──────── Task data

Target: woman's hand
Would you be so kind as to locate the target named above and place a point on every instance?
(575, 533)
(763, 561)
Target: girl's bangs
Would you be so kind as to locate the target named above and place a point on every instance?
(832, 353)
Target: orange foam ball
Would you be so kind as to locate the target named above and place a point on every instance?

────────────────

What needs to be done:
Please format the data above as a numbered list with one line per entry, omitting any blank lines.

Output of the task:
1. Target: woman's hand
2. Would you be so kind as to locate the target named above and place a point on every instance?
3. (575, 533)
4. (763, 561)
5. Target: girl's bangs
6. Would you be so kind as to locate the target named above and place a point on every instance?
7. (832, 353)
8. Target: orange foam ball
9. Would you be so kind as to locate the target named above and place a point on every instance?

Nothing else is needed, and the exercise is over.